Given instruction: Convert every line of the items below into a JSON list of strings, one string per line, with blank lines skipped. Omit the pictures from the output.

Position annotation items:
= = = =

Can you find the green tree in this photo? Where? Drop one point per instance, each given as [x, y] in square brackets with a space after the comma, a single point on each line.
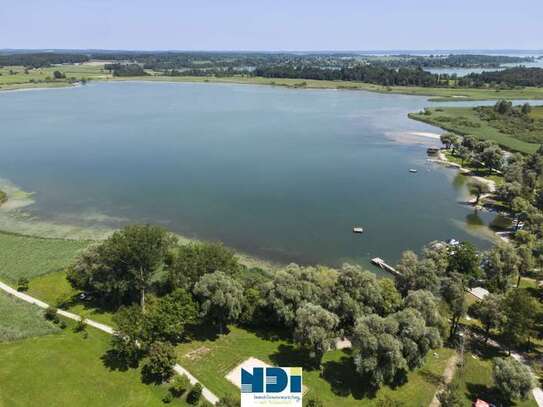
[427, 305]
[416, 275]
[220, 297]
[492, 157]
[358, 292]
[315, 330]
[378, 352]
[489, 312]
[450, 396]
[526, 263]
[447, 139]
[464, 154]
[526, 108]
[166, 317]
[478, 188]
[521, 208]
[131, 339]
[464, 260]
[124, 265]
[521, 312]
[501, 265]
[293, 286]
[195, 394]
[512, 378]
[190, 262]
[158, 367]
[452, 291]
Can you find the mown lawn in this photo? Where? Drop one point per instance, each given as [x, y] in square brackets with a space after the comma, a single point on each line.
[213, 357]
[64, 369]
[24, 256]
[19, 320]
[475, 380]
[54, 289]
[464, 120]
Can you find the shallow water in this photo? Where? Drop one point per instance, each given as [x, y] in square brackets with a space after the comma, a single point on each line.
[280, 173]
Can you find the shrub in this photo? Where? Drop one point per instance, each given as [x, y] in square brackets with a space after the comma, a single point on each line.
[81, 325]
[22, 284]
[51, 314]
[168, 398]
[195, 394]
[179, 386]
[159, 365]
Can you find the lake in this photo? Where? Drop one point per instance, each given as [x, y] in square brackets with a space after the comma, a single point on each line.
[283, 174]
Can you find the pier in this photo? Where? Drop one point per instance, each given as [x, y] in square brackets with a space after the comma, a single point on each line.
[384, 266]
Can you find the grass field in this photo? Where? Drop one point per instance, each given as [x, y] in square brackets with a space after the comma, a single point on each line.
[464, 120]
[16, 78]
[54, 288]
[23, 256]
[212, 358]
[21, 320]
[64, 369]
[475, 380]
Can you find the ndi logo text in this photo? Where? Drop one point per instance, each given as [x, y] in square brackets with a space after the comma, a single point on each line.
[277, 386]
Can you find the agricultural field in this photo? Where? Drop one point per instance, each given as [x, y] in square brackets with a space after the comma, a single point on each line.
[28, 257]
[211, 358]
[466, 120]
[21, 320]
[65, 369]
[17, 77]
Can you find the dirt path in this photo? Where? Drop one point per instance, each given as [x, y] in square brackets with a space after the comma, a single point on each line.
[448, 375]
[212, 398]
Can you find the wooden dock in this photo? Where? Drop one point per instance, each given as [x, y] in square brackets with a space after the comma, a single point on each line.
[384, 266]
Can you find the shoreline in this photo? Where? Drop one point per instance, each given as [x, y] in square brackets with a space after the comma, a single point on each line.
[431, 94]
[15, 220]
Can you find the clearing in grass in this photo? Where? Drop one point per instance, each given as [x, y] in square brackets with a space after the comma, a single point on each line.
[65, 369]
[211, 358]
[21, 320]
[28, 257]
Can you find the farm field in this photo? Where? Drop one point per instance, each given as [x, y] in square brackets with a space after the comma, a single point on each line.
[21, 320]
[464, 120]
[28, 257]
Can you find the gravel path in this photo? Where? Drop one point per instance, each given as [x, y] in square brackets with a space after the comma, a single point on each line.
[448, 375]
[212, 398]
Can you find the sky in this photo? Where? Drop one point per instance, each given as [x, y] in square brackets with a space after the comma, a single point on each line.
[278, 25]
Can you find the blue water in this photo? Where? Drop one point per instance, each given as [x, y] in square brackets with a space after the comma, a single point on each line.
[280, 173]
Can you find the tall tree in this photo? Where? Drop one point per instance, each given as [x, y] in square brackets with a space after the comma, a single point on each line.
[124, 265]
[452, 291]
[501, 265]
[464, 260]
[220, 297]
[315, 329]
[190, 262]
[489, 311]
[512, 378]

= = = =

Output for this task:
[
  "Can you find the green tree in this photo? Where? Drop one point per instance, each given as [x, y] in square brackets with a space after the comma, a single point on each line.",
  "[427, 305]",
  "[416, 275]",
  "[220, 297]",
  "[492, 157]",
  "[358, 292]",
  "[315, 330]",
  "[378, 352]",
  "[489, 312]",
  "[450, 396]",
  "[526, 263]",
  "[447, 139]",
  "[464, 154]",
  "[526, 108]",
  "[166, 317]",
  "[478, 188]",
  "[521, 208]",
  "[131, 339]",
  "[464, 260]",
  "[124, 265]",
  "[521, 312]",
  "[501, 265]",
  "[293, 286]",
  "[195, 394]",
  "[512, 378]",
  "[190, 262]",
  "[158, 367]",
  "[452, 291]",
  "Can you find the mown lawn in this photo? Where? Drop one point per instance, each given as [x, y] in square brackets with a space after the comma, a single point on each line.",
  "[213, 357]",
  "[64, 369]",
  "[24, 256]",
  "[19, 320]",
  "[475, 380]",
  "[54, 289]",
  "[464, 120]",
  "Can you find the shallow water in this photo? Where? Drop one point per instance, each given as [x, y] in square brackets with a space after the comma, a single point on each line.",
  "[280, 173]",
  "Can you find the shrub in this photo? Where? Drop one point per instance, each given as [x, y] in square brackets with a space after the comma, a single point on each line.",
  "[81, 325]",
  "[22, 284]",
  "[51, 314]",
  "[168, 398]",
  "[195, 394]",
  "[179, 386]",
  "[159, 365]",
  "Can you find the lake in this photo? Where? Drop one point per instance, each given as [x, y] in square brackets with a space after the comma, a single point on each line.",
  "[283, 174]",
  "Can you find the pier in this photo? Where? Drop one point per instance, each given as [x, y] in square brackets with a space after the comma, a single point on each line.",
  "[384, 266]",
  "Can you find the grass field in this photo? Where? Drop one point per instance, each given as [x, y] in square brackets with a space after the comma, a single point on each line.",
  "[464, 120]",
  "[16, 78]",
  "[54, 288]",
  "[23, 256]",
  "[212, 358]",
  "[21, 320]",
  "[64, 369]",
  "[475, 380]",
  "Can you find the ndi logo text in this photo? Where? Drop one point per instance, each given as [x, y] in square brackets with a space after the comma, a single point on each line.",
  "[277, 386]",
  "Can you find the agricultural field in this photo? Where? Drop one point per instance, each given as [x, y] in square brackets with a space after the comma, a single point on each line.",
  "[28, 257]",
  "[211, 358]",
  "[466, 120]",
  "[21, 320]",
  "[65, 369]",
  "[17, 77]",
  "Can you find the dirt path in this photo? Where? Drop one point per instance, each given as [x, y] in square brackets with a space after the comma, a single point on each line.",
  "[448, 375]",
  "[212, 398]",
  "Can you find the wooden dock in this photo? Where? Drop one point per instance, each given as [x, y] in square brackets with a space after the comma, a single point on each line.",
  "[384, 266]",
  "Can you find the shoreline in this photo? Where? Drop one point per instance, each given as [x, y] in square brackets with a space after the comma, a single point on each line.",
  "[431, 94]",
  "[15, 220]",
  "Can you find the clearing in grass in this photo? Where? Drop one point per instance, each given as [x, y] in square brackets with a space after the comma, a single point on each line.",
  "[65, 369]",
  "[211, 358]",
  "[21, 320]",
  "[28, 257]",
  "Can you find the farm field in this photo? Where? Drop one point per instance, each given as [x, y] in square brackets with a space after the comma, a single point on each line.",
  "[21, 320]",
  "[464, 120]",
  "[28, 257]",
  "Can you find the gravel path in this photo? Where? Drop one point per instance, each given as [x, y] in square brackets with a space after the comma, a single point on each line.",
  "[448, 375]",
  "[212, 398]",
  "Can you find the sky in this photo? Where? Drop one point per instance, each given as [x, y] in square brackets with a space after the comma, a single point on each line.",
  "[278, 25]",
  "Can you find the blue water in this photo? Where? Drop one point per instance, each given as [x, y] in square brackets with a space after the comma, a single point on each line.",
  "[280, 173]",
  "Can you find the tall tree in this photo? Where? Drop one point per instance, each given as [x, y] in square brackets with a space after the comma, a single point on each line.",
  "[124, 265]",
  "[452, 291]",
  "[501, 265]",
  "[464, 260]",
  "[220, 297]",
  "[315, 329]",
  "[190, 262]",
  "[489, 311]",
  "[512, 378]"
]